SET EXERCISE: Find and copy every line in the records that contains the string "mask". Matching is case-sensitive.

MATERIAL TO PROCESS:

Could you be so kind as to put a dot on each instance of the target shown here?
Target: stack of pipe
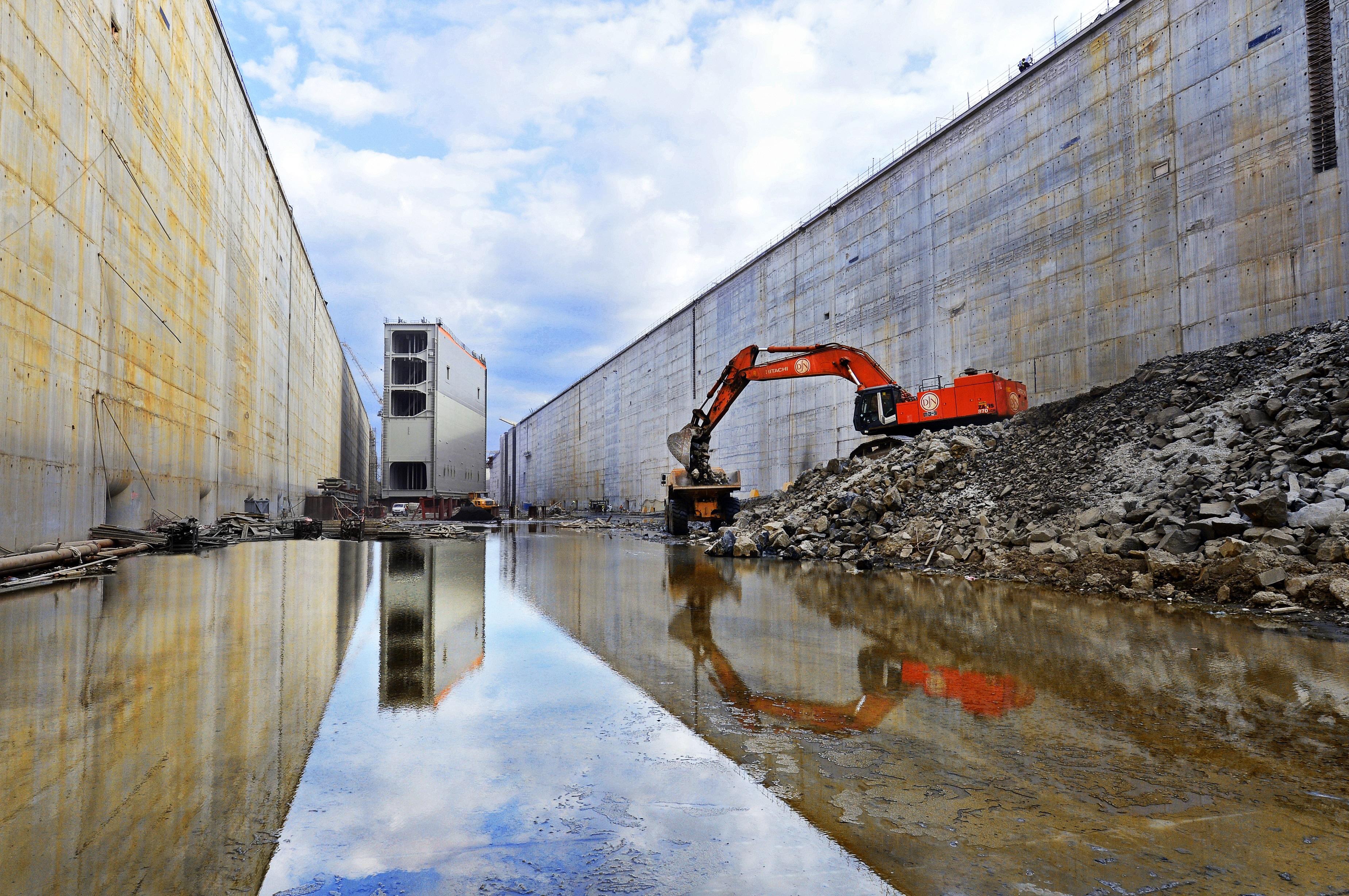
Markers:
(72, 553)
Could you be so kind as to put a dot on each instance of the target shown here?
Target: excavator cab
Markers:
(875, 410)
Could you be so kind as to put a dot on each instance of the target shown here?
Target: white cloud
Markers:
(342, 96)
(585, 167)
(277, 72)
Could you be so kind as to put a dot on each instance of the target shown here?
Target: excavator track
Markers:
(875, 448)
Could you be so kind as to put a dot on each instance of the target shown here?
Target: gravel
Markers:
(1190, 482)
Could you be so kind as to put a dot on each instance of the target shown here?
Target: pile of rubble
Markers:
(1219, 476)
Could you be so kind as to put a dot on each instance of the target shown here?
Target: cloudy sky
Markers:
(552, 178)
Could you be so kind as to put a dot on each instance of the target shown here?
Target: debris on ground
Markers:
(1219, 476)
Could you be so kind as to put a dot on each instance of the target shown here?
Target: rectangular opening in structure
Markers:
(409, 341)
(409, 371)
(408, 476)
(1322, 85)
(407, 403)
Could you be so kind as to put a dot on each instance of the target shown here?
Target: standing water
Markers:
(554, 712)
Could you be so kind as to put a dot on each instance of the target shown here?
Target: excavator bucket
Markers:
(680, 444)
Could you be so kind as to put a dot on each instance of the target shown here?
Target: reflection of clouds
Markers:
(544, 768)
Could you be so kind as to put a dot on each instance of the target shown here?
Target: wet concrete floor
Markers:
(559, 712)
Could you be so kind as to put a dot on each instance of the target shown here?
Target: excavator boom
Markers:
(881, 405)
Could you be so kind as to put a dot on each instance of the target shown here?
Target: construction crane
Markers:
(380, 397)
(881, 408)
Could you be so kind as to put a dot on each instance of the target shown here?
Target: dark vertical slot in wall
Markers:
(1322, 87)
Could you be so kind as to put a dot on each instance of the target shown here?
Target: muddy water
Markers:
(564, 712)
(972, 738)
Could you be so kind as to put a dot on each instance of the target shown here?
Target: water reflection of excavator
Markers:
(887, 678)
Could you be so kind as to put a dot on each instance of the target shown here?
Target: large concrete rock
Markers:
(1270, 509)
(1320, 517)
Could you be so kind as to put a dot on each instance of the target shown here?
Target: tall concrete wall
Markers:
(1147, 189)
(165, 344)
(150, 742)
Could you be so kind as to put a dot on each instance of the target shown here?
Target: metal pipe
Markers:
(75, 552)
(124, 552)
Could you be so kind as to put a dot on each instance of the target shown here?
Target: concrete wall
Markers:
(164, 341)
(1149, 189)
(168, 729)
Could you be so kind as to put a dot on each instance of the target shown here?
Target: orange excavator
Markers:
(881, 408)
(887, 680)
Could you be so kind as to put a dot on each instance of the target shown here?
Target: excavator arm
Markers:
(691, 444)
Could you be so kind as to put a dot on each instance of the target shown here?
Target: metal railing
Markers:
(1060, 38)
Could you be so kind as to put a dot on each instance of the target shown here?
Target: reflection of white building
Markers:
(431, 620)
(435, 414)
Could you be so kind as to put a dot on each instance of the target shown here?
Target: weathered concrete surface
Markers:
(1037, 235)
(164, 339)
(169, 731)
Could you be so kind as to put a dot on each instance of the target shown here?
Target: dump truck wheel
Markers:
(676, 517)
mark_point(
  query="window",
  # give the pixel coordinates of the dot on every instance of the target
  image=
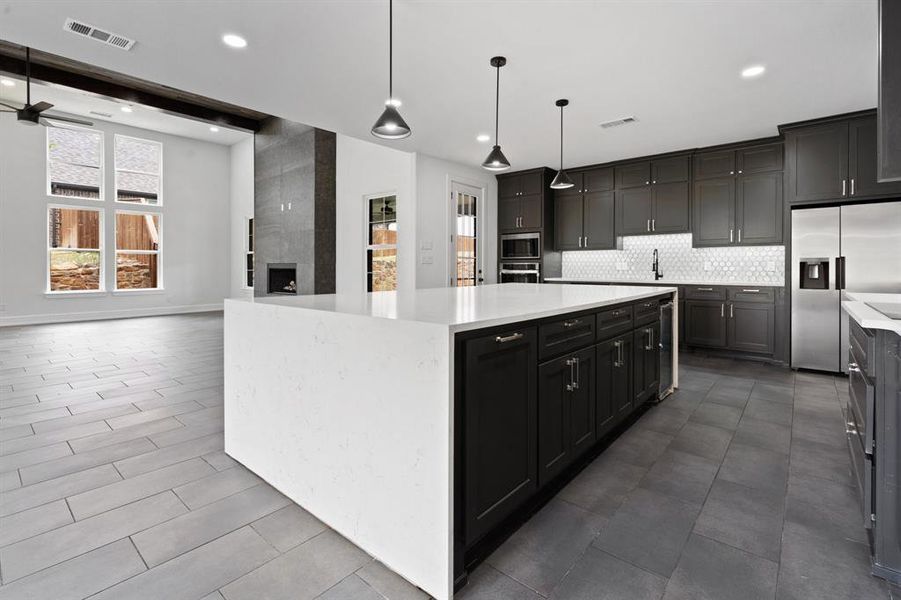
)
(137, 250)
(381, 251)
(73, 252)
(74, 162)
(249, 253)
(138, 170)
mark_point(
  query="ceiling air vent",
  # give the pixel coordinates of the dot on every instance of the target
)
(617, 122)
(99, 35)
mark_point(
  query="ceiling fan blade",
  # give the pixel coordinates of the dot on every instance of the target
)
(66, 120)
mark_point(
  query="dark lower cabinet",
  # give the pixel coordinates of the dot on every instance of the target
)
(751, 327)
(501, 421)
(566, 411)
(645, 363)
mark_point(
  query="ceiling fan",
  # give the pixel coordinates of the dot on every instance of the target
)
(33, 114)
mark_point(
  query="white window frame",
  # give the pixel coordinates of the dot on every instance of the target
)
(367, 246)
(101, 289)
(117, 170)
(248, 230)
(160, 286)
(49, 187)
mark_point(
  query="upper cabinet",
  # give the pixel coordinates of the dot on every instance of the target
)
(584, 214)
(653, 197)
(834, 161)
(737, 197)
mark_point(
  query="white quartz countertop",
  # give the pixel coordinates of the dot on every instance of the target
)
(467, 308)
(664, 281)
(868, 317)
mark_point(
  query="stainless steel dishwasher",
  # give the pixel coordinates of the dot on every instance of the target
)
(666, 350)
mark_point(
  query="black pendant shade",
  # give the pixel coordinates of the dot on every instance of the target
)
(496, 161)
(391, 126)
(561, 180)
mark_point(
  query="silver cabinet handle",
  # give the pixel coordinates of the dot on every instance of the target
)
(503, 339)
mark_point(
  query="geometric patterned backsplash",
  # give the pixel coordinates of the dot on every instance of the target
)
(764, 265)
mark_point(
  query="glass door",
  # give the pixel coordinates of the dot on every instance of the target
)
(465, 236)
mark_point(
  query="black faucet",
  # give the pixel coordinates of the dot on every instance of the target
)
(656, 267)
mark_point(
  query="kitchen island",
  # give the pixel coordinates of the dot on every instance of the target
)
(416, 424)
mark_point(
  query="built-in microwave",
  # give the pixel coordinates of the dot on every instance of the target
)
(521, 246)
(520, 273)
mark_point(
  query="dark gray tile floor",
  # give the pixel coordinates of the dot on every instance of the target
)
(114, 485)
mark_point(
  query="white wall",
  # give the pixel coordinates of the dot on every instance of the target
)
(434, 211)
(364, 169)
(195, 230)
(241, 209)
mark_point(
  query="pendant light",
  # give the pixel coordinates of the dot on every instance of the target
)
(561, 180)
(391, 126)
(496, 160)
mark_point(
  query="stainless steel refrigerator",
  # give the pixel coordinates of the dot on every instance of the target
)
(839, 249)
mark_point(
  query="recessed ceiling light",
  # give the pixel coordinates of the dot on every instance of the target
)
(753, 71)
(235, 41)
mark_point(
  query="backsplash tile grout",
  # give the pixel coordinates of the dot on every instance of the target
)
(764, 265)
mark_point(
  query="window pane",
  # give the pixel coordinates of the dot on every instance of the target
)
(136, 271)
(74, 228)
(74, 270)
(136, 231)
(74, 159)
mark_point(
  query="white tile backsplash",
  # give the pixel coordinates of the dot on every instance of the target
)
(679, 262)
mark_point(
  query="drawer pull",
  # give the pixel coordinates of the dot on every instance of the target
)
(503, 339)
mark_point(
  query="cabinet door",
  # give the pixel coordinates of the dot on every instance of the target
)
(670, 170)
(862, 161)
(500, 404)
(567, 221)
(818, 168)
(759, 159)
(708, 165)
(670, 208)
(582, 423)
(758, 209)
(508, 187)
(596, 180)
(530, 208)
(633, 175)
(712, 212)
(752, 327)
(633, 209)
(555, 381)
(607, 403)
(508, 213)
(705, 323)
(597, 221)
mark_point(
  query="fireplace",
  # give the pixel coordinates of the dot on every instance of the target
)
(282, 278)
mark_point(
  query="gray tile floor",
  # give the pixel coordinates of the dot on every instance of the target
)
(114, 485)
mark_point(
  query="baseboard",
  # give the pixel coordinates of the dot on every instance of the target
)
(99, 315)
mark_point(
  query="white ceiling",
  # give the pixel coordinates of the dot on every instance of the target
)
(77, 103)
(674, 65)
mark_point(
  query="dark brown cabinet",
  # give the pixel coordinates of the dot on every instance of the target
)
(501, 423)
(833, 161)
(653, 197)
(742, 205)
(583, 214)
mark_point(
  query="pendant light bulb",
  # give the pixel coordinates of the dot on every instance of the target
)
(390, 125)
(561, 180)
(496, 161)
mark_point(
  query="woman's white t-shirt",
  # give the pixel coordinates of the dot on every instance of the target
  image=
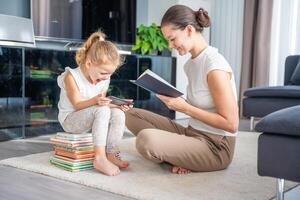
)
(86, 89)
(198, 93)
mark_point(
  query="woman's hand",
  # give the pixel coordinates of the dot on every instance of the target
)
(124, 108)
(102, 100)
(176, 104)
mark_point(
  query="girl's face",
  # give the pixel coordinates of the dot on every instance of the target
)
(178, 39)
(99, 72)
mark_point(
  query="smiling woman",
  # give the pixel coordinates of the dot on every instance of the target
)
(207, 144)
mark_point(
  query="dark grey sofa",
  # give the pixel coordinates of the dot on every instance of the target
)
(260, 101)
(279, 146)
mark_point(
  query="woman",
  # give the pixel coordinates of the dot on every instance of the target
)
(207, 144)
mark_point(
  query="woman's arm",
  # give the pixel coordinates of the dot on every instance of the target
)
(226, 116)
(75, 97)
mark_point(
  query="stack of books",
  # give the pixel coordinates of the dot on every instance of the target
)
(72, 152)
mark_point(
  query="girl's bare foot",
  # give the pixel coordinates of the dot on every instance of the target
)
(180, 170)
(114, 159)
(106, 167)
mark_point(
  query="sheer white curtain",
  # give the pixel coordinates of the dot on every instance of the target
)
(285, 37)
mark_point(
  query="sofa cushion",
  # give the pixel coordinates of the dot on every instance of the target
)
(287, 91)
(295, 78)
(284, 122)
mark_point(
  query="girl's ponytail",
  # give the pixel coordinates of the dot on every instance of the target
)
(81, 54)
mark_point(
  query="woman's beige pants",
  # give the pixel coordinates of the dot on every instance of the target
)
(160, 139)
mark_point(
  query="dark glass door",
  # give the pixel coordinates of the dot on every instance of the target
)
(11, 101)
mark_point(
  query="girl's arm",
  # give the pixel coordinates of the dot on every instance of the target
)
(75, 97)
(226, 116)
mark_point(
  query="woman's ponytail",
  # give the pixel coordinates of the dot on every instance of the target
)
(202, 18)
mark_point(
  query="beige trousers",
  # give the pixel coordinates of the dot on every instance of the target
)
(160, 139)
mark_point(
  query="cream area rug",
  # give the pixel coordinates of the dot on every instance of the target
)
(146, 180)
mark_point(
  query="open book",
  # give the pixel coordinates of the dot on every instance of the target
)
(154, 83)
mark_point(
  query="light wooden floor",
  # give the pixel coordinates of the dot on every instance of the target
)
(18, 184)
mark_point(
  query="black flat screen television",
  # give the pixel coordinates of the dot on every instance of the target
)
(77, 19)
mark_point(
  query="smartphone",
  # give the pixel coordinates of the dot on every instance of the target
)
(119, 102)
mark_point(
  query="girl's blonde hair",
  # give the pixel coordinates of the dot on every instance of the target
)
(99, 51)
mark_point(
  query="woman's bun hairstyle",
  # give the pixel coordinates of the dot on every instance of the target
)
(202, 18)
(180, 16)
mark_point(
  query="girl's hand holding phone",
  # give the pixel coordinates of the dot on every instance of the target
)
(102, 100)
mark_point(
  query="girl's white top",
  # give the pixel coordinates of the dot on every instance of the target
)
(87, 90)
(198, 93)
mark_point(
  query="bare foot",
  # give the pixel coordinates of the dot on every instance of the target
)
(106, 167)
(180, 170)
(120, 163)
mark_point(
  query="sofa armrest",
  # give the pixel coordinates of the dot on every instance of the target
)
(283, 122)
(287, 91)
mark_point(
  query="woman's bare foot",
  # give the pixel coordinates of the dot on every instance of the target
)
(106, 167)
(180, 170)
(120, 163)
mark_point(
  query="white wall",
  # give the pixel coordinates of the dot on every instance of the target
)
(225, 33)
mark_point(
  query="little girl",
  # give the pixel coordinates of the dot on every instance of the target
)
(83, 105)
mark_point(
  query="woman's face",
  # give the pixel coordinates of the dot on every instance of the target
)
(178, 39)
(99, 72)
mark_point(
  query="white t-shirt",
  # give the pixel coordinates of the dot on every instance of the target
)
(86, 89)
(198, 93)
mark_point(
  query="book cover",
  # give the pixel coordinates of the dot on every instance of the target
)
(154, 83)
(74, 135)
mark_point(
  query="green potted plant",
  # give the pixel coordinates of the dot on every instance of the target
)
(150, 40)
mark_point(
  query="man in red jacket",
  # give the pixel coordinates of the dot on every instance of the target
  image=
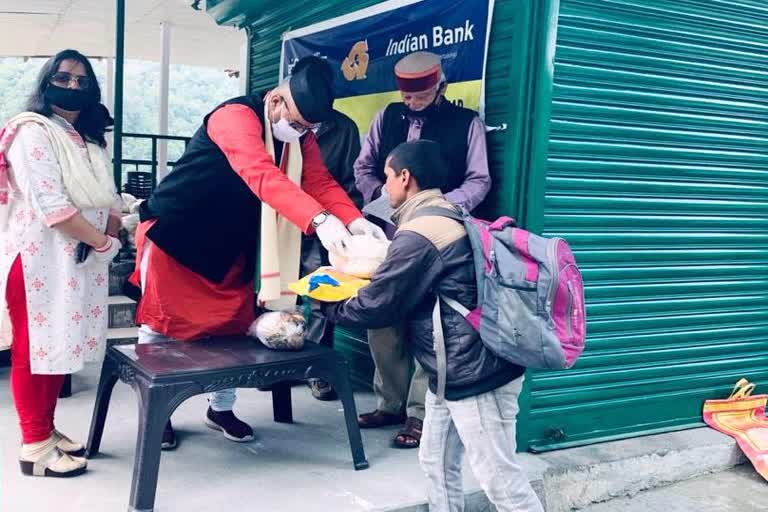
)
(252, 176)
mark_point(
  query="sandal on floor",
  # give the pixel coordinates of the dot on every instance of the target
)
(410, 436)
(67, 445)
(377, 419)
(321, 390)
(54, 463)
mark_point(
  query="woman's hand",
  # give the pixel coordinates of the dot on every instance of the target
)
(113, 226)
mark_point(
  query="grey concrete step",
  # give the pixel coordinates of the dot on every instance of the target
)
(575, 478)
(122, 311)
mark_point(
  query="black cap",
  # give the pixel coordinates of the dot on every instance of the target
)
(312, 91)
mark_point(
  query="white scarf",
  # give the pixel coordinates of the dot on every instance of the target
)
(88, 181)
(280, 245)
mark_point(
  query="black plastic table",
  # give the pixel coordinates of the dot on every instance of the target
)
(166, 374)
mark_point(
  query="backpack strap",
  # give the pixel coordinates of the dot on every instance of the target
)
(439, 211)
(439, 346)
(439, 340)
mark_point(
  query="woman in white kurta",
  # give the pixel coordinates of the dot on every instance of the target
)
(56, 192)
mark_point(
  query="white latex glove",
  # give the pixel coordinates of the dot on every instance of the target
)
(333, 235)
(108, 255)
(362, 226)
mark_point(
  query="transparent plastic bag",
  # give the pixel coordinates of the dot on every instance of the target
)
(279, 330)
(364, 255)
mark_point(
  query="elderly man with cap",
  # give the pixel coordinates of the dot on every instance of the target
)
(251, 177)
(424, 113)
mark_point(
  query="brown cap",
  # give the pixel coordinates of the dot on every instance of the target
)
(419, 71)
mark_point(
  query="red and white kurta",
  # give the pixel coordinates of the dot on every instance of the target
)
(66, 302)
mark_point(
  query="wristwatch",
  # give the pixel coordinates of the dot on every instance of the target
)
(319, 219)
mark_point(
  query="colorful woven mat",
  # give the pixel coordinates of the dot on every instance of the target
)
(742, 416)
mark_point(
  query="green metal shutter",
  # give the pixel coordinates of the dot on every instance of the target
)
(508, 68)
(657, 174)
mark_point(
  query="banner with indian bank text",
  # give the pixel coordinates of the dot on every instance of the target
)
(364, 46)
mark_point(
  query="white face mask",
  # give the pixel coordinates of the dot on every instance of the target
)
(283, 131)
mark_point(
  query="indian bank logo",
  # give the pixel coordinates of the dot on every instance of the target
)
(355, 65)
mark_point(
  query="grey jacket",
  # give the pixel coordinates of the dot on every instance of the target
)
(429, 254)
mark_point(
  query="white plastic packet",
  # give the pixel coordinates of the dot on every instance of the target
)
(364, 255)
(279, 330)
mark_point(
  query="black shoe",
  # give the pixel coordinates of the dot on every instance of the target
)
(228, 424)
(322, 390)
(169, 438)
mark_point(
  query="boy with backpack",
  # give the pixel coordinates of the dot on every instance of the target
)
(429, 273)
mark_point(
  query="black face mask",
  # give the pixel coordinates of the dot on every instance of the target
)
(72, 100)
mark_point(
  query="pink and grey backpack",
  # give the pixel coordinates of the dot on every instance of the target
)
(530, 293)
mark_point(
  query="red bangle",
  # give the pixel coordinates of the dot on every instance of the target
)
(105, 247)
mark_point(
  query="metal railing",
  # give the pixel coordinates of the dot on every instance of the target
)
(153, 162)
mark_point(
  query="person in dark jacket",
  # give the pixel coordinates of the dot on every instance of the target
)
(431, 257)
(339, 140)
(423, 113)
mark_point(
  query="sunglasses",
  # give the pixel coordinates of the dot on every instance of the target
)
(63, 79)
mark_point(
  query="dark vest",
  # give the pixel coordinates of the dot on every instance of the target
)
(449, 126)
(206, 216)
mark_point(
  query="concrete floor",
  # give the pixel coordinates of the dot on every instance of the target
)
(738, 490)
(304, 466)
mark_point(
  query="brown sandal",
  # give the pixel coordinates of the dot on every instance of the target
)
(377, 419)
(410, 436)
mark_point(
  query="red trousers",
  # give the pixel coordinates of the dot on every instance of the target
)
(35, 396)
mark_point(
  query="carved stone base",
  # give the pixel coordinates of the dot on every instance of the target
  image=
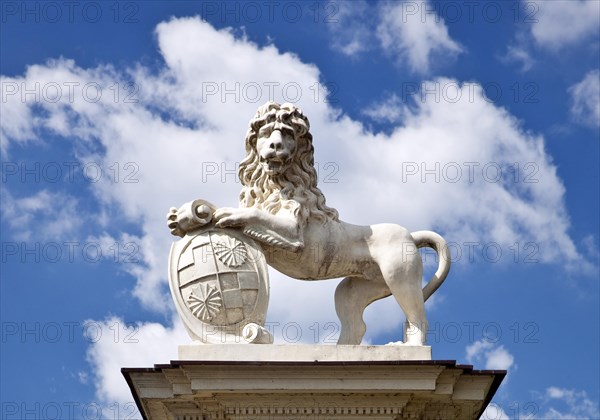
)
(301, 353)
(261, 389)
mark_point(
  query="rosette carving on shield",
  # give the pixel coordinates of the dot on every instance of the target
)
(205, 302)
(231, 252)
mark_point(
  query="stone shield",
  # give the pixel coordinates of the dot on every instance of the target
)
(219, 282)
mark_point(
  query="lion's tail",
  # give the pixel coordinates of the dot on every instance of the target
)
(426, 238)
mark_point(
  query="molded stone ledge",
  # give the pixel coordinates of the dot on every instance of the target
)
(301, 353)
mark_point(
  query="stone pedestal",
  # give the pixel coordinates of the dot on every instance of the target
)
(323, 382)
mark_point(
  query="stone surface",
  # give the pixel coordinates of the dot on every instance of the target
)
(302, 353)
(219, 282)
(313, 390)
(282, 208)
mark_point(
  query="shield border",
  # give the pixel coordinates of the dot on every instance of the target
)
(208, 333)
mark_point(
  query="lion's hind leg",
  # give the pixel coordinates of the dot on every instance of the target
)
(404, 281)
(352, 296)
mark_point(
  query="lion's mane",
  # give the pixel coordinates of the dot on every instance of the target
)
(295, 189)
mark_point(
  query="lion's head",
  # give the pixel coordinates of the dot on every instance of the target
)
(278, 171)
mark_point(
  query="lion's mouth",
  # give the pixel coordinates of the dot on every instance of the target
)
(273, 166)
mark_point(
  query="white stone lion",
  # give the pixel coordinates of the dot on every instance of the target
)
(282, 208)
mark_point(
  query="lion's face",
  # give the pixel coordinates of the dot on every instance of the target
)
(276, 146)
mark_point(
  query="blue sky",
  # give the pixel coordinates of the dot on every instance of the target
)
(479, 120)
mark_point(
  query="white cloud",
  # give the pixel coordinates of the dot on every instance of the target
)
(42, 216)
(493, 356)
(117, 344)
(414, 37)
(185, 141)
(585, 99)
(388, 110)
(561, 23)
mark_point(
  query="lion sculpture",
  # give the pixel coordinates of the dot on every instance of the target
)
(283, 209)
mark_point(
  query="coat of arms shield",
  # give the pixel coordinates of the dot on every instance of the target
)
(219, 282)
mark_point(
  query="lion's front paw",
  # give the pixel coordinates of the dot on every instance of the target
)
(173, 222)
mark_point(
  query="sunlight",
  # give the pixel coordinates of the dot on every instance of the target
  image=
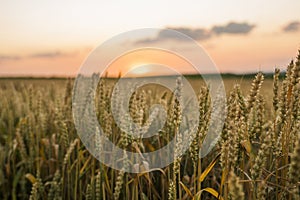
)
(140, 69)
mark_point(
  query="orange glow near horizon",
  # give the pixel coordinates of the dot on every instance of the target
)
(135, 59)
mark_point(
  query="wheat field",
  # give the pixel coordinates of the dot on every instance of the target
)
(257, 156)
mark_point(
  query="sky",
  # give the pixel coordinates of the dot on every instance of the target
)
(54, 38)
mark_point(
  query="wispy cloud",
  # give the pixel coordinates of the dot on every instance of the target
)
(293, 26)
(42, 55)
(50, 54)
(201, 33)
(9, 57)
(233, 28)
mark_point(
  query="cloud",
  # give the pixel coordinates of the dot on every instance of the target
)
(43, 55)
(197, 34)
(200, 33)
(9, 57)
(292, 27)
(233, 28)
(48, 54)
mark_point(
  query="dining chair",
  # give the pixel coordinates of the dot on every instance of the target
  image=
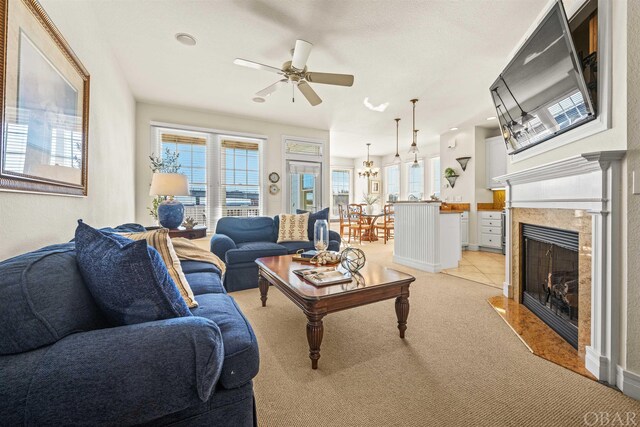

TASK OUTPUT:
  query="white face mask",
  query="black face mask",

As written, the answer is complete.